Formate todas as linhas dos registros abaixo como uma tabela Markdown com as colunas "Número" e "Conteúdo", numerando cada linha e pulando as que estiverem em branco. Deixe as imagens fora da tabela.

[Trechos de conjunto de dados sobre apontamento de objetos]
════════════════════
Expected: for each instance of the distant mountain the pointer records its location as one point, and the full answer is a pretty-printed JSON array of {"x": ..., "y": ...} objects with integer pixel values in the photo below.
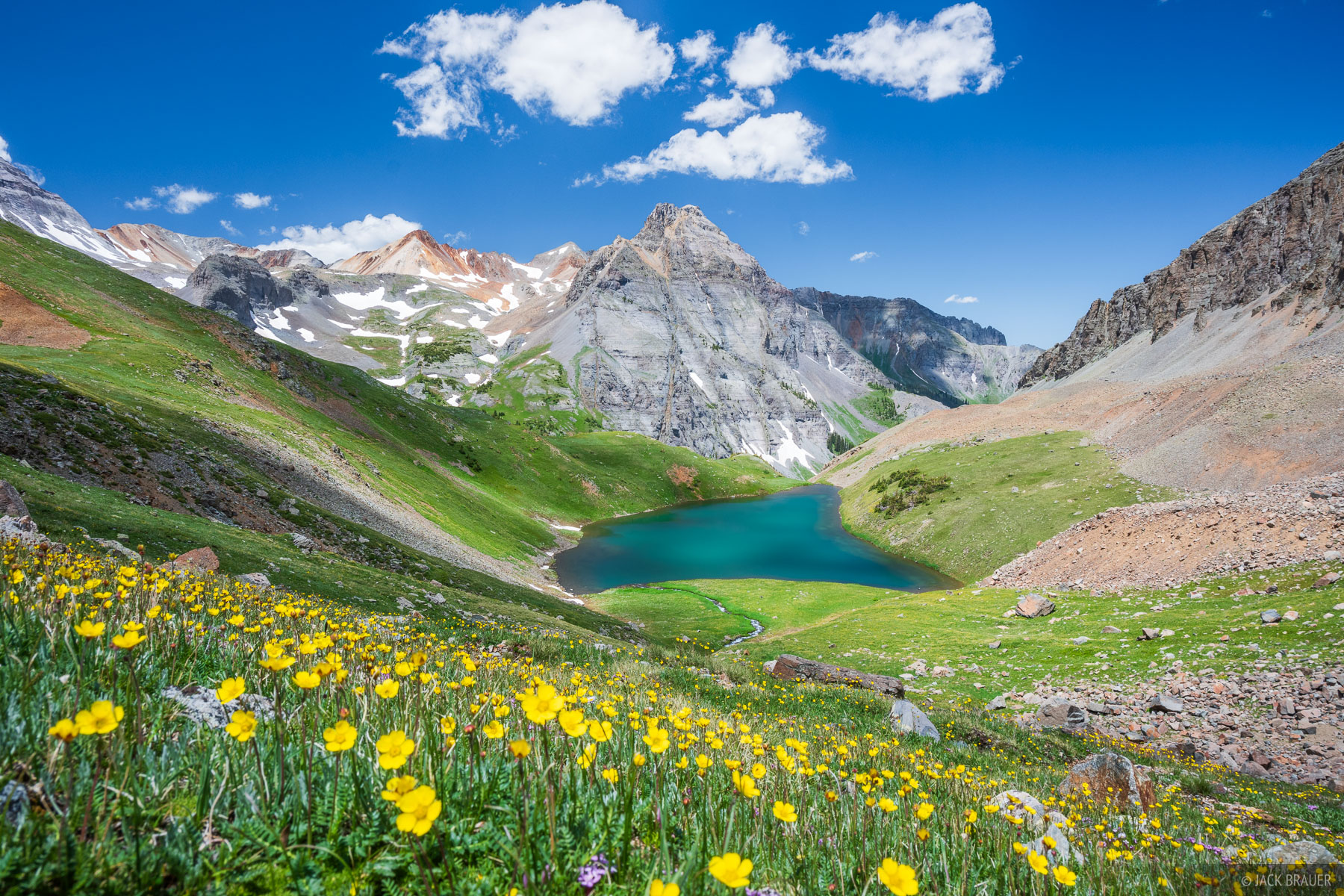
[
  {"x": 952, "y": 361},
  {"x": 676, "y": 332},
  {"x": 680, "y": 335},
  {"x": 1284, "y": 252}
]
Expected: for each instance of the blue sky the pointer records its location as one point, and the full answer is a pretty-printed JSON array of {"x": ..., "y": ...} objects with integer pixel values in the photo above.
[{"x": 1031, "y": 155}]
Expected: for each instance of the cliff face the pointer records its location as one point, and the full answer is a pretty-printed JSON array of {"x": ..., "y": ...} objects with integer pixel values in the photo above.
[
  {"x": 952, "y": 361},
  {"x": 680, "y": 335},
  {"x": 1288, "y": 250}
]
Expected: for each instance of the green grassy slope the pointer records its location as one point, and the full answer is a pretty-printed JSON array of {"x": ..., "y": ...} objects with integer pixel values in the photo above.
[
  {"x": 882, "y": 630},
  {"x": 980, "y": 521},
  {"x": 174, "y": 401}
]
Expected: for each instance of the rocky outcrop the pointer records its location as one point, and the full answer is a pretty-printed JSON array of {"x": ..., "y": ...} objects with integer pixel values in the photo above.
[
  {"x": 791, "y": 667},
  {"x": 1284, "y": 252},
  {"x": 952, "y": 361},
  {"x": 679, "y": 334}
]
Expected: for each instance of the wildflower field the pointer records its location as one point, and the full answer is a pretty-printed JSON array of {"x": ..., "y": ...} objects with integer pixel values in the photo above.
[{"x": 371, "y": 754}]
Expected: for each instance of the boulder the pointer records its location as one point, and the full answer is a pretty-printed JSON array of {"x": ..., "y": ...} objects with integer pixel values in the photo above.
[
  {"x": 1110, "y": 777},
  {"x": 201, "y": 561},
  {"x": 1035, "y": 605},
  {"x": 909, "y": 719},
  {"x": 1303, "y": 850},
  {"x": 1023, "y": 806},
  {"x": 1166, "y": 703},
  {"x": 1060, "y": 712},
  {"x": 791, "y": 667},
  {"x": 11, "y": 503},
  {"x": 203, "y": 707}
]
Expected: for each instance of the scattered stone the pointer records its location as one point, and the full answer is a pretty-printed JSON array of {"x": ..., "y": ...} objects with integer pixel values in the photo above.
[
  {"x": 1166, "y": 703},
  {"x": 907, "y": 718},
  {"x": 1060, "y": 712},
  {"x": 1303, "y": 850},
  {"x": 203, "y": 707},
  {"x": 13, "y": 797},
  {"x": 199, "y": 561},
  {"x": 1034, "y": 606},
  {"x": 791, "y": 667}
]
════════════════════
RESPOSTA ESPERADA
| Número | Conteúdo |
|---|---|
| 1 | Expected: for each instance of the distant mountain the pointer records its location as one point, and the full answer is a pretty-printed JSON array of {"x": ..., "y": ...} objects with integer pixel values in the photo below. |
| 2 | [ |
| 3 |   {"x": 952, "y": 361}, |
| 4 |   {"x": 676, "y": 332}, |
| 5 |   {"x": 680, "y": 335}, |
| 6 |   {"x": 1284, "y": 252} |
| 7 | ] |
| 8 | Expected: for each instance of the blue sky the pointer records its location as one point, and the full answer is a pretty-printed JSON array of {"x": ..., "y": ...} objects with integer pixel values in the photo above. |
| 9 | [{"x": 1031, "y": 155}] |
| 10 | Expected: for each instance of the cliff face the pointer records its location as one point, and the full answer is a pretty-printed JSON array of {"x": ..., "y": ...} objects with integer pixel values in the photo above. |
| 11 | [ |
| 12 |   {"x": 952, "y": 361}, |
| 13 |   {"x": 680, "y": 335}, |
| 14 |   {"x": 1288, "y": 250} |
| 15 | ] |
| 16 | Expected: for each instance of the green grassy slope the pointer records its location as one point, and the full answer is a pretty-printed JSON array of {"x": ..., "y": ...} objects with integer pixel values in the photo above. |
| 17 | [ |
| 18 |   {"x": 882, "y": 630}, |
| 19 |   {"x": 980, "y": 521}, |
| 20 |   {"x": 174, "y": 401} |
| 21 | ] |
| 22 | Expected: for each instance of the rocky outcrop the pointer records its location as one point, and the full answer is a pretty-printed JSON array of {"x": ..., "y": ...} objects with integer pixel values in the photo above. |
| 23 | [ |
| 24 |   {"x": 791, "y": 667}, |
| 25 |   {"x": 1284, "y": 252}, |
| 26 |   {"x": 952, "y": 361}, |
| 27 |   {"x": 679, "y": 334} |
| 28 | ] |
| 29 | Expected: for each instance of the wildflower field the pointer records its location as one point, and the full answer is a pretty-printed JSON array of {"x": ..., "y": ...} objects with integer pixel values in the photo above. |
| 30 | [{"x": 371, "y": 754}] |
| 31 | Expected: for each instance of the boulder the pointer records its location as one point, and the full answer is a pretty-printed JSON array of {"x": ..., "y": ...} objects with integer pixel values in the photo above. |
| 32 | [ |
| 33 |   {"x": 1110, "y": 777}, |
| 34 |   {"x": 201, "y": 561}, |
| 35 |   {"x": 1035, "y": 605}, |
| 36 |   {"x": 909, "y": 719}, |
| 37 |   {"x": 1303, "y": 850}, |
| 38 |   {"x": 1023, "y": 806}, |
| 39 |   {"x": 1166, "y": 703}, |
| 40 |   {"x": 1060, "y": 712}, |
| 41 |   {"x": 791, "y": 667}, |
| 42 |   {"x": 11, "y": 503}, |
| 43 |   {"x": 203, "y": 707} |
| 44 | ] |
| 45 | Expected: for each instance of the scattered stone the pointer records its location as one point, and the full answer is a pretty-printed JSON array of {"x": ..., "y": ...} objects with integer pixel values in the photo above. |
| 46 | [ |
| 47 |   {"x": 1166, "y": 703}, |
| 48 |   {"x": 907, "y": 718}, |
| 49 |   {"x": 1060, "y": 712}, |
| 50 |   {"x": 1303, "y": 850}, |
| 51 |   {"x": 203, "y": 707}, |
| 52 |   {"x": 13, "y": 797}, |
| 53 |   {"x": 199, "y": 561}, |
| 54 |   {"x": 1034, "y": 606}, |
| 55 |   {"x": 791, "y": 667} |
| 56 | ] |